**Work to do:**
Rewrite the listing below, substituting "neoprene suit" for every occurrence of "wetsuit" and leaving everything else the same.

**Supplied information:**
((
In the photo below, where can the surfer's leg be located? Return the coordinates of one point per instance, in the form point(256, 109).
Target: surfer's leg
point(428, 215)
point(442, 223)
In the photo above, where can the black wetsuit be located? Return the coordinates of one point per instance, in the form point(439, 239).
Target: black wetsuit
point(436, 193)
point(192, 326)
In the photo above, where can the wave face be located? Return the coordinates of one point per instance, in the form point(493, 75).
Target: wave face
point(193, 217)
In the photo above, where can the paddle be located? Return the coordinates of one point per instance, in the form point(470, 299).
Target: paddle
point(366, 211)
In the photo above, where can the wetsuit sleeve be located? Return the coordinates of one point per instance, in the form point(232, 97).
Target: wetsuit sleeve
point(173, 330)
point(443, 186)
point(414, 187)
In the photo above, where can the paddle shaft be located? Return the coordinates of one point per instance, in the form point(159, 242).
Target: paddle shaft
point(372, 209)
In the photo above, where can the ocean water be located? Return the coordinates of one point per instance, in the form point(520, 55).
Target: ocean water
))
**Task output:**
In the photo below, where can the surfer's leg be located? Return the coordinates of one point per instance, in the form point(256, 109).
Target: surfer's leg
point(428, 215)
point(442, 223)
In the photo above, where can the black neoprene suit be located? Return the coordinates of one point per instance, in the form point(439, 239).
Target: black neoprene suit
point(436, 193)
point(192, 326)
In the photo above, where can the wave face be located? Return the coordinates of one point per instance, in the form point(493, 75).
Target: wave face
point(193, 217)
In the photo above, where can the paddle be located? Return the coordinates of one point per instance, in the form point(470, 299).
Target: paddle
point(366, 211)
In the photo above, where can the neoprene suit sleeve be located? Return the coordinates of one point per instance, in the form point(232, 97).
Target: neoprene suit sleeve
point(173, 330)
point(443, 186)
point(414, 187)
In the photo above, where can the paddle shaft be located? Return the coordinates of one point per instance, in the form point(159, 242).
Target: paddle shaft
point(372, 209)
In the photo above, where can the ocean water be located? Return the coordinates of one point per instance, in the form point(520, 55).
Target: ocean water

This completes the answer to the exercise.